A Moment of Eternity – Bhabani Bhattacharya
The Prisoner was waiting for her verdict. The Judge called out “Prisoner at the Bar”. There was faltering in his voice. There was a knot of trouble and throbbing of the old man’s heart. The Prisoner had to resolve his problem. So she smiled at him. As the Judge cried he looked away, and the Prisoner felt he was like her Father. There was black cap waiting on the table for the Judge. It implied death. It was meant for the Judge to look like Yama. The convict pitied him for his trouble and loved him for his tenderness. There was mercy in the Judge’s face. Perhaps he would not don the black cap. This was the moment of eternity. It was a condensation of all that happened. It was the moment of a drowning person yielding his last breath. Perhaps the convict was to be drowned not in river or tears or passion, but in mercy. But mercy was not coming after all. The hands of the Judge fumbled towards the black cap. It meant that the convict, the mother of Sona Mona was to be condemned.
It is in this moment of eternity that the life story of the convicted woman, the mother of Sona Mona is flashed before the eyes. Sona was a small girl child, not more than four feet tall, who would bath joyously in the tap water of the wall. Mona was younger. Mona was a baby girl whose name had no meaning, but was meant to rhyme with Sona which meant gold. The woman had these two small daughters.
※
What to do —
1) Answer these questions from the passage on "A Moment of Eternity," one line each:
(a) What lay on the table for the Judge, and what did it imply?
(b) Which of the two daughters was younger?
(c) What does the name Sona mean?
2) Summarize the passage on "A Moment of Eternity" in two sentences.

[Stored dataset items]
※
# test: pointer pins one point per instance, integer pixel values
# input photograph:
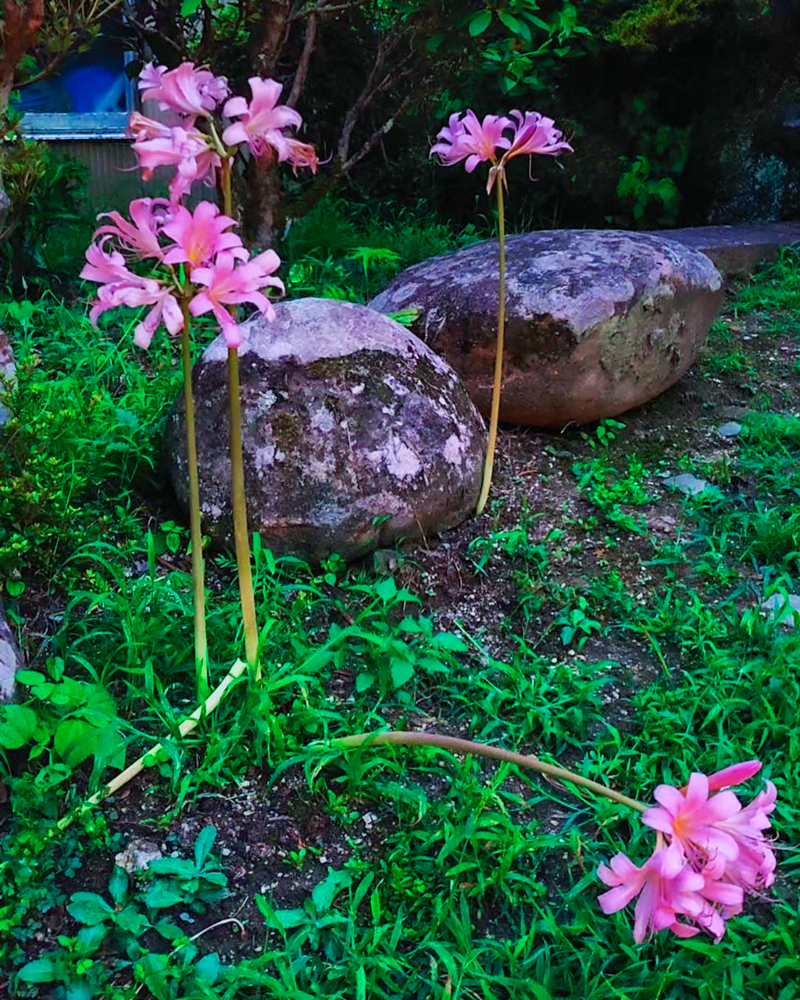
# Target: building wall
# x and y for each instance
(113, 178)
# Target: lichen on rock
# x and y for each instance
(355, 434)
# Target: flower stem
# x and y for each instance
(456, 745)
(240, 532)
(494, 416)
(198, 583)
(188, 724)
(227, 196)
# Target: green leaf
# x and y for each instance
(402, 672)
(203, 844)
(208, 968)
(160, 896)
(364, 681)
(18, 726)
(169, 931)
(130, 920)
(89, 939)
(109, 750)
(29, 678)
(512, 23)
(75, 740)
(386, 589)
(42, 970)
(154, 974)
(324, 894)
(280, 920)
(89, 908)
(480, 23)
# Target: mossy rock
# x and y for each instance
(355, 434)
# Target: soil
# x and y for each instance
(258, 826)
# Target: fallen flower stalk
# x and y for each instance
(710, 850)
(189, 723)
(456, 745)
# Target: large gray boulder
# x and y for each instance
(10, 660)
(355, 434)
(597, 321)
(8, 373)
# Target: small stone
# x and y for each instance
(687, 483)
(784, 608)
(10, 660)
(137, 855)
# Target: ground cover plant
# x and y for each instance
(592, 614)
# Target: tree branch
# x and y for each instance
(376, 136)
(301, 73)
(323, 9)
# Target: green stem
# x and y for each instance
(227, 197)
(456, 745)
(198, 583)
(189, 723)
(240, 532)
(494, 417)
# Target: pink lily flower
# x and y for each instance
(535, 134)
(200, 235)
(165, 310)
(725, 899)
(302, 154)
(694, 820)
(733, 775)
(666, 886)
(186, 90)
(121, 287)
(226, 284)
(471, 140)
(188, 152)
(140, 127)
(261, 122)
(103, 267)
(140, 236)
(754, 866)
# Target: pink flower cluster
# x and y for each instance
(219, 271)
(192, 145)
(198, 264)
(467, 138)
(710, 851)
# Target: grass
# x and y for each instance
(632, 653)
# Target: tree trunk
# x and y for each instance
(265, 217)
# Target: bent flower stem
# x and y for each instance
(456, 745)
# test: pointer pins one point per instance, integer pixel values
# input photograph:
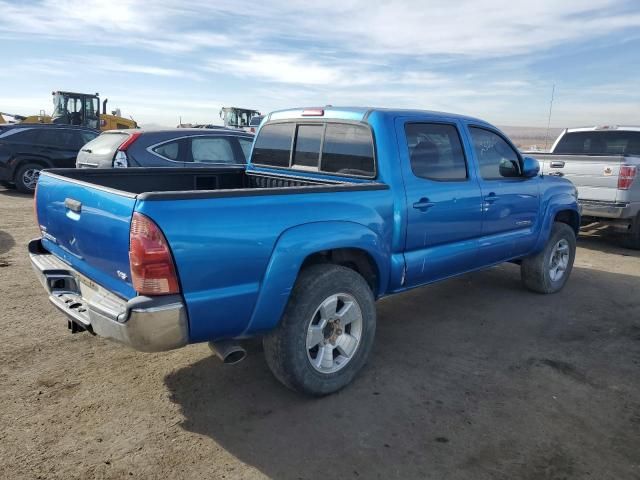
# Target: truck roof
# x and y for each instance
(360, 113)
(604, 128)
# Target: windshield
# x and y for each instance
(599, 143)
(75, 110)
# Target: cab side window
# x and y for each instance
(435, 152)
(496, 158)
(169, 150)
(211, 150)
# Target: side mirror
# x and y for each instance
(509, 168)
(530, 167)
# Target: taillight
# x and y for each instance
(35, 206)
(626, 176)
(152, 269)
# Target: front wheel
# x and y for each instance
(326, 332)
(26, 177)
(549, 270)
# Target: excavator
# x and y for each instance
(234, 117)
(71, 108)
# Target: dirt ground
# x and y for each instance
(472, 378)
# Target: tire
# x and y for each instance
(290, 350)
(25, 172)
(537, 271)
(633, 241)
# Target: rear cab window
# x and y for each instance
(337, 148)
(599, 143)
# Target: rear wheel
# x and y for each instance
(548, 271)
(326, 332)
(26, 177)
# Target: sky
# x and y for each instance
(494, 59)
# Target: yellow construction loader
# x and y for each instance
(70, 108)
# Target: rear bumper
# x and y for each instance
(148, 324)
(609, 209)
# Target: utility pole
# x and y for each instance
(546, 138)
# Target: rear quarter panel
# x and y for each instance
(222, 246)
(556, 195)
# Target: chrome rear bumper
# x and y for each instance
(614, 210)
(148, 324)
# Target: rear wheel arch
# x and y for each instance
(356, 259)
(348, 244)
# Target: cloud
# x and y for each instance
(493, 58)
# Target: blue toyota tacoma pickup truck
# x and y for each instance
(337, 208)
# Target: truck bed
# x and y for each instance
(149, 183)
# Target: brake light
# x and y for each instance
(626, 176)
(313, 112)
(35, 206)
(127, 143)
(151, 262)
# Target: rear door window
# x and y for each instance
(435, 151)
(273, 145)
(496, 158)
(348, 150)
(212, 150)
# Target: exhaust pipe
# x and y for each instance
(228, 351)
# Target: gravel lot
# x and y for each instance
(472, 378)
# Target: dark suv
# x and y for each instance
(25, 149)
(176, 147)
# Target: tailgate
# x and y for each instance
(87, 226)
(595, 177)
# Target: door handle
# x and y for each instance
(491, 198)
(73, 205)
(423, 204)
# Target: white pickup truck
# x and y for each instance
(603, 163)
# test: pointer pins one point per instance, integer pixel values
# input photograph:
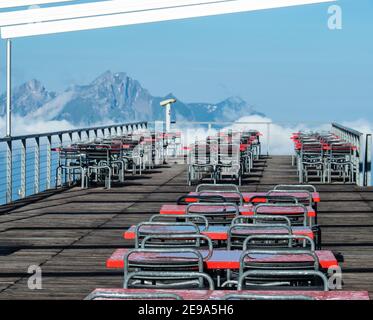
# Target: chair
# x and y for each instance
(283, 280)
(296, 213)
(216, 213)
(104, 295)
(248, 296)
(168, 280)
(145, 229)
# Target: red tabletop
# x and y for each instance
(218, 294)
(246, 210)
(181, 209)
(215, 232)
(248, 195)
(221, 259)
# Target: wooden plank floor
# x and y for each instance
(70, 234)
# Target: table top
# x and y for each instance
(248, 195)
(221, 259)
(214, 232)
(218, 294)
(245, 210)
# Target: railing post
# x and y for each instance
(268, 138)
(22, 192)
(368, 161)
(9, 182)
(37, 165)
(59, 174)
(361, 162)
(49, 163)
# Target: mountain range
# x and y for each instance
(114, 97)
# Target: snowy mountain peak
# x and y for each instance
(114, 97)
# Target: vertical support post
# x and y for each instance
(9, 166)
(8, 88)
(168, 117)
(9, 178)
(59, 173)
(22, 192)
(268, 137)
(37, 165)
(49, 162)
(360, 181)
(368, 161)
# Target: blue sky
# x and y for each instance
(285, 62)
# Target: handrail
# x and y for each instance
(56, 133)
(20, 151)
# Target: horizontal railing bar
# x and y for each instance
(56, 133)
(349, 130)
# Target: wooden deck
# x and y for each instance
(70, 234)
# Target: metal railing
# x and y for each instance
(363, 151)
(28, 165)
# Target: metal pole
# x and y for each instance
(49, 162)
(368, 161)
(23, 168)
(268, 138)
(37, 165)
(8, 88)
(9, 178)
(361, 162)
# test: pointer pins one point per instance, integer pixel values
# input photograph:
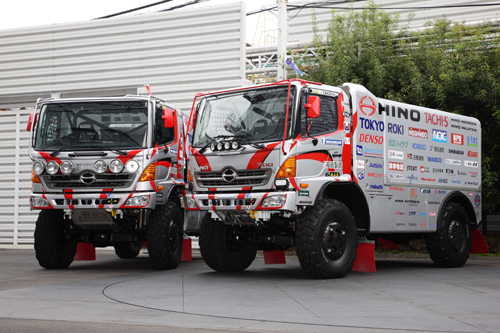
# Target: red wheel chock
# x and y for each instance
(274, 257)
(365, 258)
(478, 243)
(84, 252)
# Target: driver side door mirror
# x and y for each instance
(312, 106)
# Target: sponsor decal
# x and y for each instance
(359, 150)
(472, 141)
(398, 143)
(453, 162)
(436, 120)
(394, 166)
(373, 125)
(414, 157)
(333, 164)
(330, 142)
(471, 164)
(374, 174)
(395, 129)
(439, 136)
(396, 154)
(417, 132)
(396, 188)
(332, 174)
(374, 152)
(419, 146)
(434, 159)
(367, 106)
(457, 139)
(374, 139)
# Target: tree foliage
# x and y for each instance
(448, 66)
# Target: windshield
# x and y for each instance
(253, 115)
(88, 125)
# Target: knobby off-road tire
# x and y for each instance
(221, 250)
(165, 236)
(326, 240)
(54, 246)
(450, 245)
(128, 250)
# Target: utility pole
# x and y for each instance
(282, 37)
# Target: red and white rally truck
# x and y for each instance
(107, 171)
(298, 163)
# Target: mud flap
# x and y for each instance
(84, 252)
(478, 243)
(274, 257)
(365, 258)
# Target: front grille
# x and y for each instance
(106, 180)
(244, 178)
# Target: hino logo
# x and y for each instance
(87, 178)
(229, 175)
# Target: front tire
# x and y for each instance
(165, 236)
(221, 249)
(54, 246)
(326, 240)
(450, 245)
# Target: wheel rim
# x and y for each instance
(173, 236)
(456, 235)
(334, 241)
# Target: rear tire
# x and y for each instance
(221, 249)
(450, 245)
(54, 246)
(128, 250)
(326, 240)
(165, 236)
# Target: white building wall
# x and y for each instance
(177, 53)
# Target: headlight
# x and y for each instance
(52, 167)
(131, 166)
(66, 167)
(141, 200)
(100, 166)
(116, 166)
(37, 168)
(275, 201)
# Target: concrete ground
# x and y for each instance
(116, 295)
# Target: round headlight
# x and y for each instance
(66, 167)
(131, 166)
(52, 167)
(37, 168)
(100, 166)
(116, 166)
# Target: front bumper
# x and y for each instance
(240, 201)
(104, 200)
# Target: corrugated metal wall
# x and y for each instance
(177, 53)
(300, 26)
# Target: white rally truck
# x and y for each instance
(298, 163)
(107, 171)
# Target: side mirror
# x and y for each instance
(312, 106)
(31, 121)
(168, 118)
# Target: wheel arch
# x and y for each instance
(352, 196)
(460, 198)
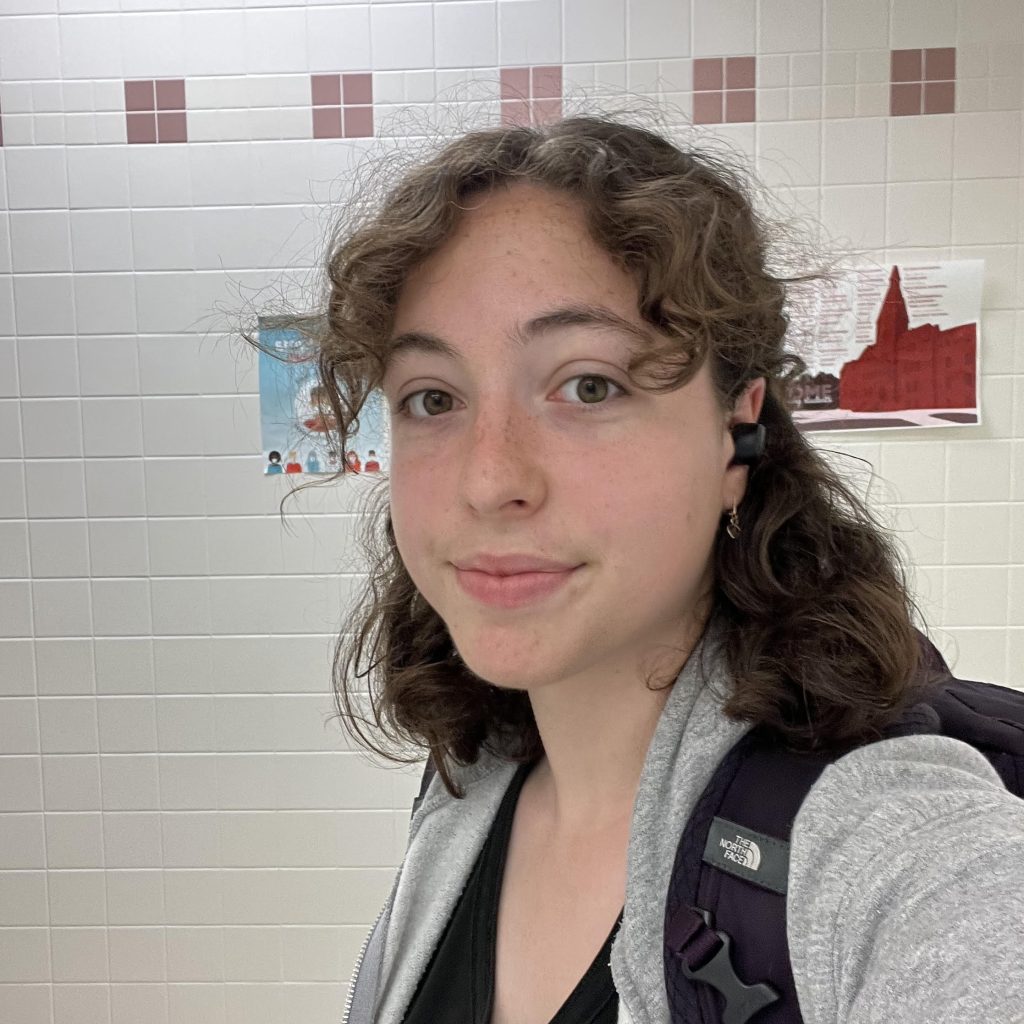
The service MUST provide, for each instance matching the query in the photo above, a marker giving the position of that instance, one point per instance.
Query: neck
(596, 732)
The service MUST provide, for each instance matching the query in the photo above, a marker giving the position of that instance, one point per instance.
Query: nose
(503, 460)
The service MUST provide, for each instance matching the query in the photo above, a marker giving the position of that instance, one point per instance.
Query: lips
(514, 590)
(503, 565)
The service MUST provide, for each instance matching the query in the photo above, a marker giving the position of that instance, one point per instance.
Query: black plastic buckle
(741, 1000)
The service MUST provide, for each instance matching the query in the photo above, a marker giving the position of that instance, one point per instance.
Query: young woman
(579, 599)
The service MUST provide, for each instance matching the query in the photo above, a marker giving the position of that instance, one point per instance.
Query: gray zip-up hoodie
※
Answers by item number —
1)
(a) A black cap; it implied death.
(b) Mona.
(c) Gold.

2) As the Prisoner, the mother of Sona Mona, waits for her verdict, the troubled Judge shows mercy in his face, but his hands finally fumble toward the black cap that means she is to be condemned. In this moment of eternity her life story flashes before the eyes, including her two small daughters, Sona, whose name means gold, and the younger Mona, whose name was meant to rhyme with it.